-- Data for this exercise --
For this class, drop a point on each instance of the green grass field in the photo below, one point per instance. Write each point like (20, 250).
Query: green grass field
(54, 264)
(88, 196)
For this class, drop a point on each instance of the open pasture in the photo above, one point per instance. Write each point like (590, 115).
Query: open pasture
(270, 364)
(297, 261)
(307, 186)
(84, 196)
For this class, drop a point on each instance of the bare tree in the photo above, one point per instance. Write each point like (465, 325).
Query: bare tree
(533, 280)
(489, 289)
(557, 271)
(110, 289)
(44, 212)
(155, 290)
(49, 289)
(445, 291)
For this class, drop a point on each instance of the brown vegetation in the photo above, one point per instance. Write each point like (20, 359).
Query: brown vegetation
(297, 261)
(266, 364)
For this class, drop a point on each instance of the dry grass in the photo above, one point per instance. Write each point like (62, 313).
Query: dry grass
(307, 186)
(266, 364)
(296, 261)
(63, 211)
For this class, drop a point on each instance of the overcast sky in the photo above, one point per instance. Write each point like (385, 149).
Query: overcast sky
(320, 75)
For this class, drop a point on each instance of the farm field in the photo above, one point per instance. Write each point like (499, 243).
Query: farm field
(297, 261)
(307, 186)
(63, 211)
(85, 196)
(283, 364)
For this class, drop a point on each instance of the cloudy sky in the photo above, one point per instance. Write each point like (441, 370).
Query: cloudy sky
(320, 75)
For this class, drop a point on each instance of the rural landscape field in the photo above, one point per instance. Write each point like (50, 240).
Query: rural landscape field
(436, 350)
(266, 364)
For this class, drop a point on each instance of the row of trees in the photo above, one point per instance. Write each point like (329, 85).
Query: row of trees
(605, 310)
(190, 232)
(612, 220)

-- What the task asks --
Copy the data above in its entirety, exactly as given.

-- Output below --
For this class, drop a point on each instance of the green grass field in the photo below, one point per instance. Write each point like (20, 250).
Query: green grass field
(54, 264)
(88, 196)
For this class, drop a point on each instance of the open pasture in the photo above, one point per instance. Write each point like (590, 115).
Query: open pasture
(270, 364)
(297, 261)
(307, 186)
(84, 196)
For this class, drop a point on each instance of the bare tree in the photo above, one point per instance. Write each point like (465, 325).
Query: bare tree
(533, 280)
(489, 289)
(557, 271)
(110, 289)
(44, 212)
(155, 290)
(49, 289)
(445, 291)
For this class, drop a point on each instance of the brown vegetation in the photo above, one point per instance. Write each point like (20, 359).
Query: brown vegetation
(297, 261)
(266, 364)
For this class, drop a point on each instance of the dry grass in the photo above, one point per instance. Write each point like (62, 313).
Query: dry grass
(307, 186)
(266, 364)
(296, 261)
(63, 211)
For this class, drop a point on each instance of the overcast sky in the photo above, one point per instance. Write each point like (385, 149).
Query: overcast sky
(320, 75)
For this class, drop a point on each instance of the farm field in the photo above, one point per instance. Write each point like (499, 243).
Query: farm field
(297, 261)
(307, 186)
(63, 211)
(85, 196)
(283, 364)
For this class, drop a point on each instance of the cloudy sky in the photo above, one point per instance. Write each point like (441, 370).
Query: cloudy sky
(320, 75)
For this class, drop a point on each instance of the rural landscape field in the photo above, one point per instance. Write each point like (50, 240).
Query: rural landscape field
(436, 350)
(266, 364)
For this class, drop a point on each instance of the row of trees in the photo above, one point per instance. Write each point like (329, 85).
Query: row of trees
(605, 310)
(190, 232)
(612, 220)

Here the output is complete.